I am aware that in some respects I am currently living "the days" the ones I will think about every time I see a little girl. That in some respects, 2011 was the beginning of them. I see the wistful look on my dad's face every time he sees a couple of little girls climbing all over their daddy. I will long for these moments, so I best do less whining and more treasuring. And at the same time give myself more grace, and permission to have a good cry sometimes. Because that is where I have found His mercies on more than one occasion.

The biggest regrets I have for 2011 are the moments when I was stingy with my grace, both to myself and to others, especially my family. The truth is, sometimes your best doesn't cut it....But God can cover the rest. If I am nothing else next year....I want to be gracious, to my body as I get back to where most of my clothes fit, to myself as I balance motherhood, teaching, and being a wife, to my husband as he balances all the Lord has for him, to my friends as they heal through the wounds life has inflicted, to my students who are simply teenagers and no one wants to do that again. I want to give grace because the world says it is unnecessary and a waste of time. But I believe it is healing and facilitates the freedom to do better.

*INFORMATION PROVIDED*.
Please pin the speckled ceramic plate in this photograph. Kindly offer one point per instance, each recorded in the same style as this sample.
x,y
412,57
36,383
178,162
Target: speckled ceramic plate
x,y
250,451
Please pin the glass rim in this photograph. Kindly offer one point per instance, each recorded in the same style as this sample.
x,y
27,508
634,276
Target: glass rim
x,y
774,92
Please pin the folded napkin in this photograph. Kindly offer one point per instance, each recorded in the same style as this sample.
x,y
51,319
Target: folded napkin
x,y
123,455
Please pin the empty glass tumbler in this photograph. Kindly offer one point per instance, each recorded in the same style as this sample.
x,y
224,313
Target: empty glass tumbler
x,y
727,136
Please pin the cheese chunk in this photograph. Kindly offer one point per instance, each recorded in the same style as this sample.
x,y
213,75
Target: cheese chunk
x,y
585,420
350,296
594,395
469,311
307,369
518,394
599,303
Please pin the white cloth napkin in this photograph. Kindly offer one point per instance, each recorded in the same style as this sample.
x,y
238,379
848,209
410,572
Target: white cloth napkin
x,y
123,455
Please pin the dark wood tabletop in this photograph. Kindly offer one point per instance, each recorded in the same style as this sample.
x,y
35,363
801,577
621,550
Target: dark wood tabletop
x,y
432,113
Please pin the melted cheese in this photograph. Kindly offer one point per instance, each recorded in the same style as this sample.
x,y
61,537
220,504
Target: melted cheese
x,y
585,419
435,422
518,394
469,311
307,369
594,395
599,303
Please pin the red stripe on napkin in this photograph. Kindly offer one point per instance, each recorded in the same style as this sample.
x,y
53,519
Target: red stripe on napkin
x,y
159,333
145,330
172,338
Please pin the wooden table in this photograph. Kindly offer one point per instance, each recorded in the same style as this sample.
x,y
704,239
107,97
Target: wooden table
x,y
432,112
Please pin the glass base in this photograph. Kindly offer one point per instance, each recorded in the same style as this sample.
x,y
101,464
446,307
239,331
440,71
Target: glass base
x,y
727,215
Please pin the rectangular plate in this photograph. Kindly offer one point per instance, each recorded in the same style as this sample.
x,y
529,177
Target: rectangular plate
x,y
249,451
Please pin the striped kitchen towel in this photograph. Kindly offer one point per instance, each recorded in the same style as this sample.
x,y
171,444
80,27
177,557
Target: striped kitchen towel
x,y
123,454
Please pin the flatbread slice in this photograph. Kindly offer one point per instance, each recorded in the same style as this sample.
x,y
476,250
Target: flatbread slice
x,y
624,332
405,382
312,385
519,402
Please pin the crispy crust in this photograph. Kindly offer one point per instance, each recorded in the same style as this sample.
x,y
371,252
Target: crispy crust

*TASK OBJECTIVE*. Reproduce the part of the reflection on 2011 from "The biggest regrets" up to and including "to do better.".

*TASK ANSWER*.
The biggest regrets I have for 2011 are the moments when I was stingy with my grace, both to myself and to others, especially my family. The truth is, sometimes your best doesn't cut it....But God can cover the rest. If I am nothing else next year....I want to be gracious, to my body as I get back to where most of my clothes fit, to myself as I balance motherhood, teaching, and being a wife, to my husband as he balances all the Lord has for him, to my friends as they heal through the wounds life has inflicted, to my students who are simply teenagers and no one wants to do that again. I want to give grace because the world says it is unnecessary and a waste of time. But I believe it is healing and facilitates the freedom to do better.